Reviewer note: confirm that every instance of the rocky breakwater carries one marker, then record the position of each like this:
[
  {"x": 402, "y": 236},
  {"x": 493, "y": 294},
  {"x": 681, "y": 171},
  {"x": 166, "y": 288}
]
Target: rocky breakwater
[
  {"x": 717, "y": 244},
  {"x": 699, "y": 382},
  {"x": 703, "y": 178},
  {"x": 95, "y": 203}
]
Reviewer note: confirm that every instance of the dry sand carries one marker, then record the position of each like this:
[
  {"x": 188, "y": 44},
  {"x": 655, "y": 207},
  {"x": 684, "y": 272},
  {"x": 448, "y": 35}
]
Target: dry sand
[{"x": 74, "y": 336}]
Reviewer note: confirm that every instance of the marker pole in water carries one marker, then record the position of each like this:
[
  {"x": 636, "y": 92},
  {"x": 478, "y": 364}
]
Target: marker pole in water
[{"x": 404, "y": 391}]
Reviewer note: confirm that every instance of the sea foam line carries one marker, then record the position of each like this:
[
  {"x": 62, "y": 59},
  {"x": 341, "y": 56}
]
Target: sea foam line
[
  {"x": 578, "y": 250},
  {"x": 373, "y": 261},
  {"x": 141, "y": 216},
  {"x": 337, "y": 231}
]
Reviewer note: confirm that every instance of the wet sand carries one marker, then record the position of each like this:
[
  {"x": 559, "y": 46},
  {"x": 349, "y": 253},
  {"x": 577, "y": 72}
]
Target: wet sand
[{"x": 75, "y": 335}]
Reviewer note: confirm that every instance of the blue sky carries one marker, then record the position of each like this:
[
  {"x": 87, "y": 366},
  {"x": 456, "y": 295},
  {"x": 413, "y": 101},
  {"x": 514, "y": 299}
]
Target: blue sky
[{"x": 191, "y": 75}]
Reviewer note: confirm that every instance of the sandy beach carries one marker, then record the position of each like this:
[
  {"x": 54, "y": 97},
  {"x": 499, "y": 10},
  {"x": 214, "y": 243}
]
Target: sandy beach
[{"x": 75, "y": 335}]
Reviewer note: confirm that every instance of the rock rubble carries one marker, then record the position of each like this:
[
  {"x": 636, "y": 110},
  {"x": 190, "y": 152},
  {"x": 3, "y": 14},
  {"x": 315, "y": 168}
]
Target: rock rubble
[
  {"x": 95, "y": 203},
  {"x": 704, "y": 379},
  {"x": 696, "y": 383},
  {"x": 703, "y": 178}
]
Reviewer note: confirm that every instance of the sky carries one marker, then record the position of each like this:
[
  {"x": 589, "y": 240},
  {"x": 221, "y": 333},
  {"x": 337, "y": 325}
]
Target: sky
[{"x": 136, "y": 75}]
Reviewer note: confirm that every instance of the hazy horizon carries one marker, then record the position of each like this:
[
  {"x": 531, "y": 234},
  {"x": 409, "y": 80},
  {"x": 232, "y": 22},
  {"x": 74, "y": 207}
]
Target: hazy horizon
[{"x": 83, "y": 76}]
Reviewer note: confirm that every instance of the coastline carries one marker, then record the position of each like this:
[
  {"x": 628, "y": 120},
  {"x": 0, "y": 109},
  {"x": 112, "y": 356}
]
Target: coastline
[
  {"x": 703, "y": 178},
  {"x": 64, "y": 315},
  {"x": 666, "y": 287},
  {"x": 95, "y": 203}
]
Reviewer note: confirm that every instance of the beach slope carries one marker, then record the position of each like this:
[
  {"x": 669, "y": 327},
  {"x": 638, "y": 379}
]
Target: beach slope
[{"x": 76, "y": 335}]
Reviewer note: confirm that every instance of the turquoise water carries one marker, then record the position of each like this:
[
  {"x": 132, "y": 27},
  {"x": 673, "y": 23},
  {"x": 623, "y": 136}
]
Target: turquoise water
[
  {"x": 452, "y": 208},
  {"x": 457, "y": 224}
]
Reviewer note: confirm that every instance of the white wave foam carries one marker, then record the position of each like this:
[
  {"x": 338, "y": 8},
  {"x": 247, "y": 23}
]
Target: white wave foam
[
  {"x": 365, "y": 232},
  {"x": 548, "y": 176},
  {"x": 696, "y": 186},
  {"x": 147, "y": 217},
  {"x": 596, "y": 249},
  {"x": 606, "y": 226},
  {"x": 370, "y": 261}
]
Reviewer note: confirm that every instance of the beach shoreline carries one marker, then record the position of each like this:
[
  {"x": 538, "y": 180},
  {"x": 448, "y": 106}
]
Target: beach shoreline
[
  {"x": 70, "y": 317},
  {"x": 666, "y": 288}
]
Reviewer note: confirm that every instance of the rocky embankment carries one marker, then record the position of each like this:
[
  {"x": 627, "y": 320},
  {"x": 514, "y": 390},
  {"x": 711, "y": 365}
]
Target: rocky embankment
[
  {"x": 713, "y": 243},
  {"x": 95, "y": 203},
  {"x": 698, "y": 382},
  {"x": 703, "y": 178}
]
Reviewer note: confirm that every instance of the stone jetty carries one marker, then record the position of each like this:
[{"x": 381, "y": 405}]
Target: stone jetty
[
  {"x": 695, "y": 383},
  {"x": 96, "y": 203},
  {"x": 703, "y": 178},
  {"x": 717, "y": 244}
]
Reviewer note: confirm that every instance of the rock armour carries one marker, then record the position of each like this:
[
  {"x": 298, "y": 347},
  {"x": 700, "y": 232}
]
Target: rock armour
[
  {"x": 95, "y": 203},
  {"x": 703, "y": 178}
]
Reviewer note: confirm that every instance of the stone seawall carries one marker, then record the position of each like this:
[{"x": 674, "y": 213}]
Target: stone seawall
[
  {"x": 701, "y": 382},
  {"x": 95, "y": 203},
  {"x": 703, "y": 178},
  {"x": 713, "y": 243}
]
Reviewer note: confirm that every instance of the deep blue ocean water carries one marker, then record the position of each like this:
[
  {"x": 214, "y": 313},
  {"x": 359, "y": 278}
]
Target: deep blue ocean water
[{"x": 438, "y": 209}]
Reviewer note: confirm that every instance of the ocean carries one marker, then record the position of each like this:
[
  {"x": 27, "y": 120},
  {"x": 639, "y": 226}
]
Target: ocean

....

Task description:
Please quote the records above exactly, without skipping a line.

Response to the exercise:
Reviewer note: confirm that every instance of the rocky breakwater carries one marker, then record the position of each like this:
[
  {"x": 402, "y": 236},
  {"x": 493, "y": 294},
  {"x": 681, "y": 171},
  {"x": 166, "y": 288}
]
Target: rocky breakwater
[
  {"x": 717, "y": 244},
  {"x": 699, "y": 382},
  {"x": 703, "y": 178},
  {"x": 95, "y": 203}
]
Reviewer note: confirm that every instance of the dry sand carries one marker, then record the position of each like this:
[
  {"x": 188, "y": 44},
  {"x": 655, "y": 207},
  {"x": 684, "y": 272},
  {"x": 448, "y": 35}
]
Target: dry sand
[{"x": 74, "y": 336}]
Reviewer note: confirm that every instance of the marker pole in water carries one marker, then record the position of each like this:
[
  {"x": 636, "y": 92},
  {"x": 478, "y": 364}
]
Target: marker pole in water
[{"x": 404, "y": 391}]
Reviewer note: confirm that every instance of the sea foam line carries one marker, then record the position of each like this:
[
  {"x": 62, "y": 59},
  {"x": 341, "y": 56}
]
Target: sea foam line
[
  {"x": 578, "y": 250},
  {"x": 373, "y": 261},
  {"x": 141, "y": 216},
  {"x": 337, "y": 231}
]
Reviewer note: confirm that every instance of the wet sand carries one marker, then record the position of each like this:
[
  {"x": 559, "y": 46},
  {"x": 349, "y": 253},
  {"x": 577, "y": 72}
]
Target: wet sand
[{"x": 75, "y": 335}]
Reviewer note: confirm that every instance of the blue sky carries one marker, then record the position of each like this:
[
  {"x": 87, "y": 366},
  {"x": 456, "y": 295},
  {"x": 413, "y": 101},
  {"x": 514, "y": 299}
]
Target: blue sky
[{"x": 191, "y": 75}]
Reviewer note: confirm that every instance of the sandy beach carries one marker, then record the position of each like this:
[
  {"x": 54, "y": 97},
  {"x": 499, "y": 10},
  {"x": 214, "y": 243}
]
Target: sandy beach
[{"x": 75, "y": 335}]
Reviewer note: confirm that every instance of the rock rubble carries one marker, then record the position of each like this:
[
  {"x": 636, "y": 110},
  {"x": 190, "y": 152},
  {"x": 3, "y": 14},
  {"x": 315, "y": 168}
]
Target: rock rubble
[
  {"x": 95, "y": 203},
  {"x": 704, "y": 379},
  {"x": 696, "y": 383},
  {"x": 703, "y": 178}
]
Reviewer note: confirm that every instance of the sky carries one marker, then record the position of each like this:
[
  {"x": 589, "y": 240},
  {"x": 221, "y": 333},
  {"x": 337, "y": 325}
]
Target: sky
[{"x": 136, "y": 75}]
Reviewer note: confirm that every instance of the hazy horizon carries one marker, then record the position of each like this:
[
  {"x": 531, "y": 234},
  {"x": 409, "y": 80},
  {"x": 232, "y": 22},
  {"x": 74, "y": 207}
]
Target: hazy horizon
[{"x": 83, "y": 76}]
Reviewer note: confirm that every instance of the coastline carries one marker, then record the position of each like this:
[
  {"x": 628, "y": 120},
  {"x": 0, "y": 109},
  {"x": 112, "y": 356}
]
Target: coastline
[
  {"x": 703, "y": 178},
  {"x": 64, "y": 315},
  {"x": 666, "y": 287},
  {"x": 95, "y": 203}
]
Reviewer note: confirm that every instance of the beach slope carries one marker, then record the position of each like this:
[
  {"x": 669, "y": 327},
  {"x": 638, "y": 379}
]
Target: beach slope
[{"x": 76, "y": 335}]
Reviewer note: confirm that every instance of the turquoise water carries one marker, then record the position of each like this:
[
  {"x": 132, "y": 27},
  {"x": 673, "y": 23},
  {"x": 623, "y": 136}
]
Target: turquoise water
[
  {"x": 452, "y": 208},
  {"x": 457, "y": 224}
]
Reviewer note: confirm that every instance of the white wave foam carries one marker, then record the position of each like this:
[
  {"x": 338, "y": 8},
  {"x": 247, "y": 23}
]
Target: white wave foam
[
  {"x": 365, "y": 232},
  {"x": 548, "y": 176},
  {"x": 696, "y": 186},
  {"x": 147, "y": 217},
  {"x": 596, "y": 249},
  {"x": 606, "y": 226},
  {"x": 370, "y": 261}
]
Reviewer note: confirm that every instance of the beach shoreline carries one marker, then record the position of each like this:
[
  {"x": 538, "y": 180},
  {"x": 448, "y": 106}
]
Target: beach shoreline
[
  {"x": 70, "y": 317},
  {"x": 666, "y": 288}
]
Reviewer note: confirm that every instance of the rocky embankment carries one marker, then record the position of each like this:
[
  {"x": 627, "y": 320},
  {"x": 514, "y": 390},
  {"x": 711, "y": 365}
]
Target: rocky embankment
[
  {"x": 713, "y": 243},
  {"x": 95, "y": 203},
  {"x": 698, "y": 382},
  {"x": 703, "y": 178}
]
Reviewer note: confirm that every instance of the stone jetty carries one marker, then record the position of each like this:
[{"x": 381, "y": 405}]
Target: stone jetty
[
  {"x": 695, "y": 383},
  {"x": 96, "y": 203},
  {"x": 703, "y": 178},
  {"x": 717, "y": 244}
]
Reviewer note: confirm that every instance of the rock armour carries one marker, then record the position of each like this:
[
  {"x": 298, "y": 347},
  {"x": 700, "y": 232}
]
Target: rock armour
[
  {"x": 95, "y": 203},
  {"x": 703, "y": 178}
]
Reviewer note: confirm that every instance of the stone seawall carries one marker, then record the position of each like this:
[{"x": 674, "y": 213}]
Target: stone seawall
[
  {"x": 701, "y": 382},
  {"x": 95, "y": 203},
  {"x": 703, "y": 178},
  {"x": 713, "y": 243}
]
Reviewer note: confirm that every instance of the deep blue ocean water carries one marker, then record the position of each like this:
[
  {"x": 214, "y": 313},
  {"x": 359, "y": 278}
]
Target: deep blue ocean water
[{"x": 438, "y": 209}]
Reviewer note: confirm that every instance of the ocean carries one marker, then record the position of each like this:
[
  {"x": 27, "y": 120},
  {"x": 639, "y": 226}
]
Target: ocean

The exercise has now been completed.